» Work instructions
Rewrite all of the material below as a Markdown table with the columns "Row" and "Line". Number each non-blank line in order under "Row", put its text under "Line", and leave out blank lines.

» Data extract
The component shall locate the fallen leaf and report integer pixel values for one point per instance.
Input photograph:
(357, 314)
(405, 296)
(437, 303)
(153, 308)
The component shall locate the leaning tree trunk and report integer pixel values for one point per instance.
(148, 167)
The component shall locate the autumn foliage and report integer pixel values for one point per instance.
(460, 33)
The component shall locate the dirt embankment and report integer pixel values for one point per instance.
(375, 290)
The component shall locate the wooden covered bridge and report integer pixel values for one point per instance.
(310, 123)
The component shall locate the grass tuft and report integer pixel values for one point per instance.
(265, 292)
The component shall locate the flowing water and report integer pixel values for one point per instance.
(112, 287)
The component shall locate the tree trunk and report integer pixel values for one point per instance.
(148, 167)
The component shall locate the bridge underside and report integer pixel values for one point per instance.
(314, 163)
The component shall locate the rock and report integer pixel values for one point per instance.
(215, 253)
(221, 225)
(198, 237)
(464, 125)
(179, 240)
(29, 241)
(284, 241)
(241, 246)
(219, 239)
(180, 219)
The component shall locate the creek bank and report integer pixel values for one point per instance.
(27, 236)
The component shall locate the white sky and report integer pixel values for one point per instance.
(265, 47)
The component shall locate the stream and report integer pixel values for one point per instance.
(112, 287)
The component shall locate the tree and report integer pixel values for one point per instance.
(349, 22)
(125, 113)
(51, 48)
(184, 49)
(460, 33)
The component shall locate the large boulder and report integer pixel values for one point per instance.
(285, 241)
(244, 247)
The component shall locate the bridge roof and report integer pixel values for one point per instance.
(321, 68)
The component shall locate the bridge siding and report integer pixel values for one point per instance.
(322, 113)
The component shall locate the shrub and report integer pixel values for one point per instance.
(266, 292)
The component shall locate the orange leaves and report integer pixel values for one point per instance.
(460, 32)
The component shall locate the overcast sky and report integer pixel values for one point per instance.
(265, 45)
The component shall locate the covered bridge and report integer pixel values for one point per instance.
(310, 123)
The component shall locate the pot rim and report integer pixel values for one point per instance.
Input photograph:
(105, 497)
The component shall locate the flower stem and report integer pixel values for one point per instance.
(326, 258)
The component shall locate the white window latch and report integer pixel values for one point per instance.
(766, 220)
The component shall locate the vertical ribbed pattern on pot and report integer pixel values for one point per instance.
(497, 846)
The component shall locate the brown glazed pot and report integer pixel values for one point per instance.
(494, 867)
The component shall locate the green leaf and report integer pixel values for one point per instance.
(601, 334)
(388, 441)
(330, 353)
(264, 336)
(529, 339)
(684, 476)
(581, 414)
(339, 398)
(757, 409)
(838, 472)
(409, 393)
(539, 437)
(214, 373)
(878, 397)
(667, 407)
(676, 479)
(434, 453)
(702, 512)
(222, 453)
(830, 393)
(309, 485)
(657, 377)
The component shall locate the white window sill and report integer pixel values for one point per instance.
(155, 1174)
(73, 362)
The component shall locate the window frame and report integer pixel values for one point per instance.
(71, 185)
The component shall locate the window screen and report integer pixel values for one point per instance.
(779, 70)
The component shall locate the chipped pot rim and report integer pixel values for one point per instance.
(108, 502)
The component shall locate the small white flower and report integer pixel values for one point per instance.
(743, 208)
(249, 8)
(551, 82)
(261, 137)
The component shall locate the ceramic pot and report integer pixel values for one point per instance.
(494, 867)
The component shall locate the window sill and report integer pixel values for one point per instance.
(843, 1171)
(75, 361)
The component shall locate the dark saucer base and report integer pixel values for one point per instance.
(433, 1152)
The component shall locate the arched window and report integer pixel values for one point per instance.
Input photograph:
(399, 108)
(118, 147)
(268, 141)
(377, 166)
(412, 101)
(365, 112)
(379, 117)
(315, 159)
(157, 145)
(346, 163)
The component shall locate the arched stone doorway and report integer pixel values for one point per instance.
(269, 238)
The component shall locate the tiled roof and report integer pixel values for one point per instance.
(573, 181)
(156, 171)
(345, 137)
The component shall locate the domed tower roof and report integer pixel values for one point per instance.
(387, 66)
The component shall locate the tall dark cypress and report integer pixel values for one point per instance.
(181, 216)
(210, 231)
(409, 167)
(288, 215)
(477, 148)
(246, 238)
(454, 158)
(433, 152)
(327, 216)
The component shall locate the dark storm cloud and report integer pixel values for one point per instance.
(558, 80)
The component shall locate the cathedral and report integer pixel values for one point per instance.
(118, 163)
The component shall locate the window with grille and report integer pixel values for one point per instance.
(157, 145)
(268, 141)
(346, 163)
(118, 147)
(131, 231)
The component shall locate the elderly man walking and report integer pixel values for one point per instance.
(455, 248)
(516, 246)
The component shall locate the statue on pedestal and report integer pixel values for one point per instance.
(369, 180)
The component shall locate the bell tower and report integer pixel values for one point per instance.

» Solved problem
| Row | Line |
|---|---|
| 1 | The component shall locate the fallen leaf and report integer pixel values for one point per instance. |
| 2 | Input photograph: |
| 3 | (357, 314) |
| 4 | (405, 296) |
| 5 | (437, 303) |
| 6 | (153, 308) |
| 7 | The component shall locate the leaning tree trunk and report integer pixel values for one point per instance. |
| 8 | (148, 167) |
| 9 | The component shall locate the autumn foliage and report integer pixel values for one point per instance. |
| 10 | (460, 33) |
| 11 | The component shall locate the dirt embankment and report integer pixel values for one point per instance. |
| 12 | (375, 290) |
| 13 | The component shall locate the wooden covered bridge and report integer pixel values for one point per instance. |
| 14 | (310, 123) |
| 15 | The component shall locate the grass tuft and report integer pixel values for one point per instance. |
| 16 | (265, 292) |
| 17 | The component shall locate the flowing water and report integer pixel values for one point per instance. |
| 18 | (112, 287) |
| 19 | The component shall locate the tree trunk and report integer pixel values for one point per instance. |
| 20 | (148, 167) |
| 21 | The component shall locate the bridge underside and report integer pixel values for one point per instance. |
| 22 | (314, 163) |
| 23 | The component shall locate the rock and report integer pixel values for one point per instance. |
| 24 | (215, 253) |
| 25 | (221, 225) |
| 26 | (198, 237) |
| 27 | (464, 125) |
| 28 | (179, 240) |
| 29 | (29, 241) |
| 30 | (284, 241) |
| 31 | (241, 246) |
| 32 | (219, 239) |
| 33 | (180, 219) |
| 34 | The component shall locate the creek bank and report integer pixel values for one point per instance. |
| 35 | (27, 236) |
| 36 | The component shall locate the white sky and report integer pixel values for one point per instance. |
| 37 | (265, 47) |
| 38 | The component shall locate the stream and report integer pixel values for one point per instance. |
| 39 | (112, 287) |
| 40 | The component shall locate the tree and report integer pixel values for one point per instance. |
| 41 | (349, 22) |
| 42 | (125, 113) |
| 43 | (51, 48) |
| 44 | (184, 49) |
| 45 | (460, 33) |
| 46 | The component shall locate the large boulder and report integer pixel values for one point per instance. |
| 47 | (285, 241) |
| 48 | (244, 247) |
| 49 | The component shall locate the bridge roof and report integer pixel values for one point per instance. |
| 50 | (321, 68) |
| 51 | The component shall locate the bridge siding and report integer pixel values for one point per instance. |
| 52 | (322, 113) |
| 53 | The component shall locate the shrub and report integer pixel values for one point per instance. |
| 54 | (266, 292) |
| 55 | The component shall locate the orange leaves and report integer pixel values for one point per instance. |
| 56 | (460, 32) |
| 57 | The component shall locate the overcast sky and report integer pixel values for one point per instance. |
| 58 | (265, 45) |
| 59 | The component shall locate the covered bridge and report integer pixel values for one point per instance. |
| 60 | (310, 123) |
| 61 | The component shall locate the pot rim and report integer pixel values for one point per instance. |
| 62 | Input photograph: |
| 63 | (105, 497) |
| 64 | The component shall locate the flower stem and report integer pixel values for one point per instance. |
| 65 | (326, 258) |
| 66 | The component shall locate the white window latch and report integer pixel values for one point per instance. |
| 67 | (766, 220) |
| 68 | The component shall locate the vertical ribbed pattern on pot and report integer pixel values for one point per instance. |
| 69 | (497, 846) |
| 70 | The component shall locate the brown glazed pot and report integer pixel values for one point per instance. |
| 71 | (494, 867) |
| 72 | The component shall locate the green leaf and report integer pixel values for one point per instance. |
| 73 | (601, 334) |
| 74 | (388, 441) |
| 75 | (330, 353) |
| 76 | (264, 336) |
| 77 | (529, 339) |
| 78 | (684, 476) |
| 79 | (581, 414) |
| 80 | (339, 398) |
| 81 | (757, 409) |
| 82 | (838, 472) |
| 83 | (409, 393) |
| 84 | (539, 437) |
| 85 | (214, 373) |
| 86 | (878, 397) |
| 87 | (667, 407) |
| 88 | (676, 479) |
| 89 | (434, 453) |
| 90 | (702, 512) |
| 91 | (222, 453) |
| 92 | (830, 393) |
| 93 | (309, 485) |
| 94 | (657, 377) |
| 95 | The component shall locate the white window sill and report integer pixel values for one point per instance. |
| 96 | (155, 1174) |
| 97 | (73, 362) |
| 98 | The component shall locate the window frame and report integer pixel values for one point per instance. |
| 99 | (71, 185) |
| 100 | The component shall locate the window screen and report integer pixel values for one point per instance. |
| 101 | (779, 70) |
| 102 | The component shall locate the chipped pot rim and report integer pixel values for one point per instance. |
| 103 | (108, 502) |
| 104 | The component shall locate the small white flower and report integer pixel values for one point per instance. |
| 105 | (743, 208) |
| 106 | (249, 8) |
| 107 | (551, 82) |
| 108 | (261, 137) |
| 109 | The component shall locate the ceramic pot and report integer pixel values for one point per instance. |
| 110 | (494, 867) |
| 111 | The component shall locate the window sill and report integer pixel values for one point per instance. |
| 112 | (843, 1171) |
| 113 | (75, 361) |
| 114 | The component shall locate the dark saucer base and report integer pixel values for one point per instance. |
| 115 | (433, 1152) |
| 116 | The component shall locate the arched window and report integer pixel values for one point per instance. |
| 117 | Input photograph: |
| 118 | (399, 108) |
| 119 | (118, 147) |
| 120 | (268, 141) |
| 121 | (377, 166) |
| 122 | (412, 101) |
| 123 | (365, 112) |
| 124 | (379, 117) |
| 125 | (315, 159) |
| 126 | (157, 145) |
| 127 | (346, 163) |
| 128 | The component shall locate the arched stone doorway and report integer pixel values for one point per instance. |
| 129 | (269, 238) |
| 130 | The component shall locate the tiled roof and report integer pixel values for one point per instance. |
| 131 | (573, 181) |
| 132 | (156, 171) |
| 133 | (345, 137) |
| 134 | The component shall locate the domed tower roof and report integer pixel values for one point per instance. |
| 135 | (387, 66) |
| 136 | The component shall locate the tall dark cypress and report integer pixel values for one point per instance. |
| 137 | (181, 216) |
| 138 | (210, 231) |
| 139 | (409, 167) |
| 140 | (288, 215) |
| 141 | (477, 148) |
| 142 | (246, 238) |
| 143 | (454, 158) |
| 144 | (433, 152) |
| 145 | (327, 216) |
| 146 | The component shall locate the dark storm cloud and report integer pixel values for one point per instance. |
| 147 | (558, 80) |
| 148 | The component shall locate the cathedral and report integer pixel values for one point per instance. |
| 149 | (118, 163) |
| 150 | The component shall locate the window with grille and report integer pixel values for one point per instance. |
| 151 | (157, 145) |
| 152 | (268, 141) |
| 153 | (346, 163) |
| 154 | (118, 147) |
| 155 | (131, 231) |
| 156 | The component shall locate the elderly man walking and report integer pixel values for one point per instance. |
| 157 | (455, 248) |
| 158 | (516, 246) |
| 159 | The component shall locate the statue on pedestal and report integer pixel values for one point per instance. |
| 160 | (369, 180) |
| 161 | The component shall locate the bell tower and report integer pixel values for one point per instance. |